Re: Essential Iodine Displacement Deficiency Syndrome

HELL YEAH! You GO, Matt! I had no idea that you had a blog, I'm going to have to explore around a bit and get illuminated:) Thanks for popping by, you always raise the bar around these parts.

Yes.. halogen imbalance affects all beings...And we can certainly consider the bees as our canaries, can't we? here's a bit I dug up on Iodine metabolism in insects...


http://tinyurl.com/2j3qc9


Iodine metabolism and thyroid-related functions in organisms lacking thyroid follicles: are thyroid hormones also vitamins?

JG Eales
Department of Zoology, University of Manitoba, Winnipeg, Canada.

▶ Activities:
1. Answer these questions about the forum post on iodine:
(a) Whom does the writer cheer on by name?
(b) What creatures does the writer call "our canaries"?
(c) What department and university are listed under JG Eales?
2. Decide whether each statement agrees with the forum post on iodine, and quote the words that settle it:
(a) The writer already knew Matt had a blog.
(b) The writer says halogen imbalance affects all beings.
(c) The listed article deals with organisms that have thyroid follicles.
3. Copy the forum post on iodine between "HELL YEAH! You" and "hormones also vitamins?", inclusive, replacing "bees" with "butterflies".

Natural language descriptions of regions
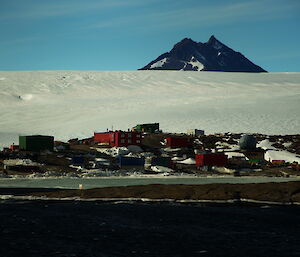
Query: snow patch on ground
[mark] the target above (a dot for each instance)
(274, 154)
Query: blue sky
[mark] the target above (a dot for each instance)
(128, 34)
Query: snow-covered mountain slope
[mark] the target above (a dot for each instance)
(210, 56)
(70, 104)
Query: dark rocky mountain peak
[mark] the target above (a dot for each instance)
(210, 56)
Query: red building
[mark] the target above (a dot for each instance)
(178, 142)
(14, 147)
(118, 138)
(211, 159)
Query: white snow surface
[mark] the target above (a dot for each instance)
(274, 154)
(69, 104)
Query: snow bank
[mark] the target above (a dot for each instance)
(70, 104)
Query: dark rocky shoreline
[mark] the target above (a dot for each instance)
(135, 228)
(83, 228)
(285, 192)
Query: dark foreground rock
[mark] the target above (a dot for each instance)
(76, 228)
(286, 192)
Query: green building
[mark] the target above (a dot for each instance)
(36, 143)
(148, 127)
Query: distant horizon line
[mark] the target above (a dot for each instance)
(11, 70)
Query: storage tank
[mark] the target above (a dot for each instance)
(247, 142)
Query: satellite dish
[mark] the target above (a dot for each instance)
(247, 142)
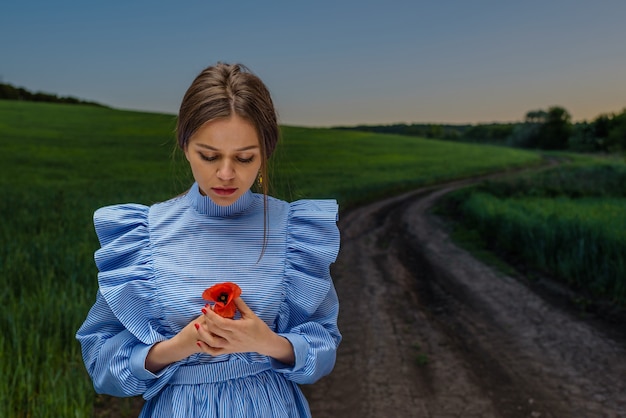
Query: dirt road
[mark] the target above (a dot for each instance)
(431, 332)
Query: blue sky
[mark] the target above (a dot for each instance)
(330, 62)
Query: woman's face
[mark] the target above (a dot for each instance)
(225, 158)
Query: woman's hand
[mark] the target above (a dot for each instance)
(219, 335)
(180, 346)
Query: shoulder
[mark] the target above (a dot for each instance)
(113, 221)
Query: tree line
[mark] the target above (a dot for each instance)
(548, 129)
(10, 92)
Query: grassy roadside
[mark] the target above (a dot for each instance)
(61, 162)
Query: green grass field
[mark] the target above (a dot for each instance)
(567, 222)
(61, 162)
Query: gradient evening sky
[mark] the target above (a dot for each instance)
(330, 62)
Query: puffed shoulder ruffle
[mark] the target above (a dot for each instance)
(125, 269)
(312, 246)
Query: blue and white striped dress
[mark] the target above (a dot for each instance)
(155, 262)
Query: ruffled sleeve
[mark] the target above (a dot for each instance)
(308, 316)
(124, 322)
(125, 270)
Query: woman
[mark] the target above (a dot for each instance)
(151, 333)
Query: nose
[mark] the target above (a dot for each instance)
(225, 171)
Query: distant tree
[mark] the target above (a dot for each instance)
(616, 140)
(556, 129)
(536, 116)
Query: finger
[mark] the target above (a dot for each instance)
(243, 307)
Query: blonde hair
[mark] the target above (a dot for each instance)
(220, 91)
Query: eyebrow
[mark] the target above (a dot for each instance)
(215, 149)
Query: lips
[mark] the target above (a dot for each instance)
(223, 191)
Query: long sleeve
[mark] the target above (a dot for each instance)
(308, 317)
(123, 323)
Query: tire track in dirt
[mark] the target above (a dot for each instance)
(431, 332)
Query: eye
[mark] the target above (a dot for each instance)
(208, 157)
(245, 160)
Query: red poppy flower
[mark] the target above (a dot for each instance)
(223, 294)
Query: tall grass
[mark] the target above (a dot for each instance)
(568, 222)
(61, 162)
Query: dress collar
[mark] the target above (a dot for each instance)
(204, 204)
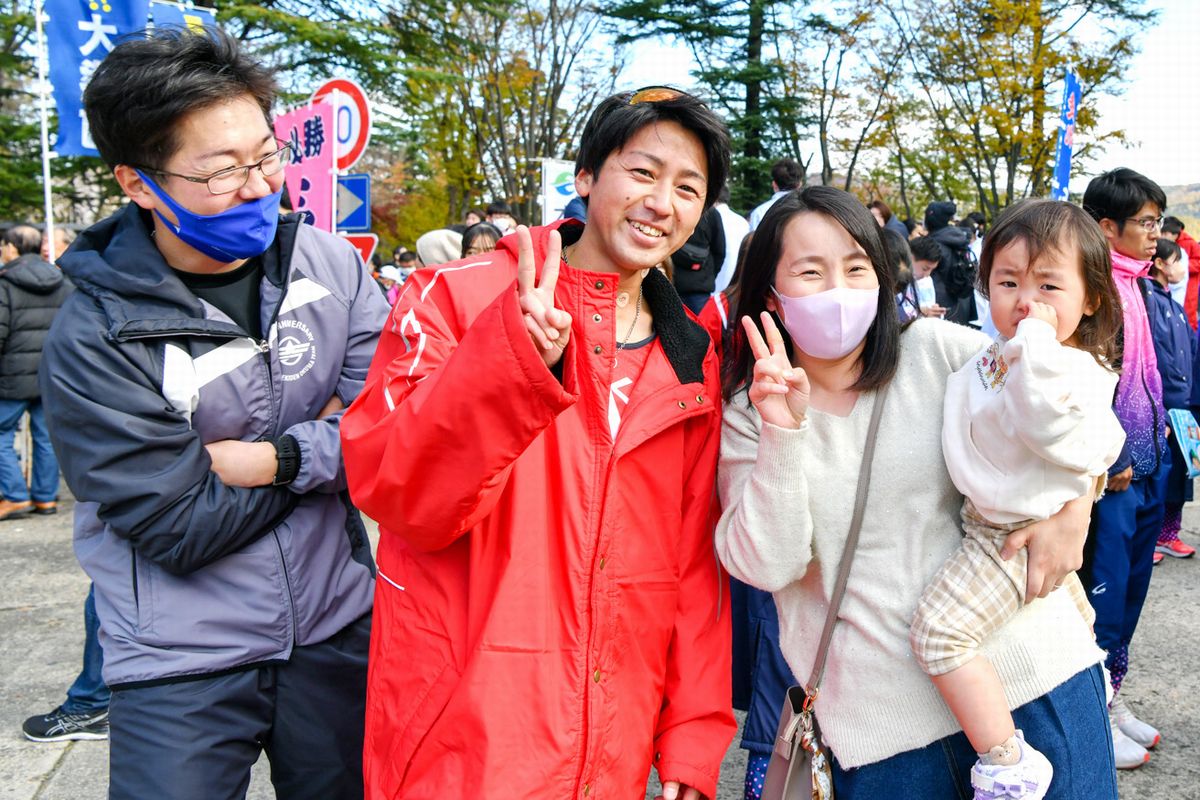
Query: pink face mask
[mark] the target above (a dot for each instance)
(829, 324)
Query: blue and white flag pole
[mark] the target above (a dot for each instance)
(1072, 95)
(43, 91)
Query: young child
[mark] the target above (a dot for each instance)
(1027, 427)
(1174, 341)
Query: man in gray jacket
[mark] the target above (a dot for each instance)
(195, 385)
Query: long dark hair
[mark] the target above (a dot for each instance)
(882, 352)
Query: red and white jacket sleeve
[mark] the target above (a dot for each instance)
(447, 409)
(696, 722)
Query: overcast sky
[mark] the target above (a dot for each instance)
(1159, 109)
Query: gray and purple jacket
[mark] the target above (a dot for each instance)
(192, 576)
...
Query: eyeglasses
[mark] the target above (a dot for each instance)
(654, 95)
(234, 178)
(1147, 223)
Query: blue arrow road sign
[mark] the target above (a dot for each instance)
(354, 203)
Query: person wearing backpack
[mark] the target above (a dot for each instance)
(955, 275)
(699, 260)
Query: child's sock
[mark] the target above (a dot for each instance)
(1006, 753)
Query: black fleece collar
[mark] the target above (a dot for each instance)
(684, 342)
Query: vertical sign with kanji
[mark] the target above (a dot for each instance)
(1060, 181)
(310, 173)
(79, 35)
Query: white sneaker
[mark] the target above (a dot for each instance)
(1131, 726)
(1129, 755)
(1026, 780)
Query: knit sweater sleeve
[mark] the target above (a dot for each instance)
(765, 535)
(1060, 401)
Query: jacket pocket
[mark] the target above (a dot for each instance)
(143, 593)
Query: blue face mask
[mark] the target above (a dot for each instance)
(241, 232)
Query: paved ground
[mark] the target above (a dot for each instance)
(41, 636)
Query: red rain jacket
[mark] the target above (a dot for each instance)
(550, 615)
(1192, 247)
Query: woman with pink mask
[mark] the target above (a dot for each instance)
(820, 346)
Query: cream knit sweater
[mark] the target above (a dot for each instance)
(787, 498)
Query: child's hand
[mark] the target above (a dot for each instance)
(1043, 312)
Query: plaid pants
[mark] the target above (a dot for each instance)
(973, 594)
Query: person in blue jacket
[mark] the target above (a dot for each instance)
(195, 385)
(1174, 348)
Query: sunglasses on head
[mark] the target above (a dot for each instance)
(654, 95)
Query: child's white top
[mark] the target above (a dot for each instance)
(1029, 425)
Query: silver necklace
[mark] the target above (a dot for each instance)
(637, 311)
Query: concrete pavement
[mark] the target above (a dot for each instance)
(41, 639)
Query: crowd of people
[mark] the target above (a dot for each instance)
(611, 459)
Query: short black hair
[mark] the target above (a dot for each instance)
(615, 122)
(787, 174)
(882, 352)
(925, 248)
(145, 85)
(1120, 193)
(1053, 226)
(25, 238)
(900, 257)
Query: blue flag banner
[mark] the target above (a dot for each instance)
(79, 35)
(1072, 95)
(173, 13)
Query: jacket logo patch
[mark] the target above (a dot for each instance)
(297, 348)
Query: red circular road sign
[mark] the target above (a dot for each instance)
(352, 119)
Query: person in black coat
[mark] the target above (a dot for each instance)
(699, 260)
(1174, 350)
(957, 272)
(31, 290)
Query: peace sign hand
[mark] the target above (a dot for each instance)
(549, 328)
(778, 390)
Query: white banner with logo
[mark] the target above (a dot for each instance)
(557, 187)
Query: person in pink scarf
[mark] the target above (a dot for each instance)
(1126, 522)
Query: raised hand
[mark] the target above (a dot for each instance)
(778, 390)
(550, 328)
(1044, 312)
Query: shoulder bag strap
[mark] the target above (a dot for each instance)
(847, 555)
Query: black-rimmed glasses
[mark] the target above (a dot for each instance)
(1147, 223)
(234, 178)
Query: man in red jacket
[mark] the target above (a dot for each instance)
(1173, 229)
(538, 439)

▶ Answers given:
1.
(a) Matt
(b) The bees
(c) The Department of Zoology, University of Manitoba, Winnipeg, Canada

2.
(a) No: "I had no idea that you had a blog"
(b) Yes: "halogen imbalance affects all beings"
(c) No: "in organisms lacking thyroid follicles"

3.
HELL YEAH! You GO, Matt! I had no idea that you had a blog, I'm going to have to explore around a bit and get illuminated:) Thanks for popping by, you always raise the bar around these parts.

Yes.. halogen imbalance affects all beings...And we can certainly consider the butterflies as our canaries, can't we? here's a bit I dug up on Iodine metabolism in insects...


http://tinyurl.com/2j3qc9


Iodine metabolism and thyroid-related functions in organisms lacking thyroid follicles: are thyroid hormones also vitamins?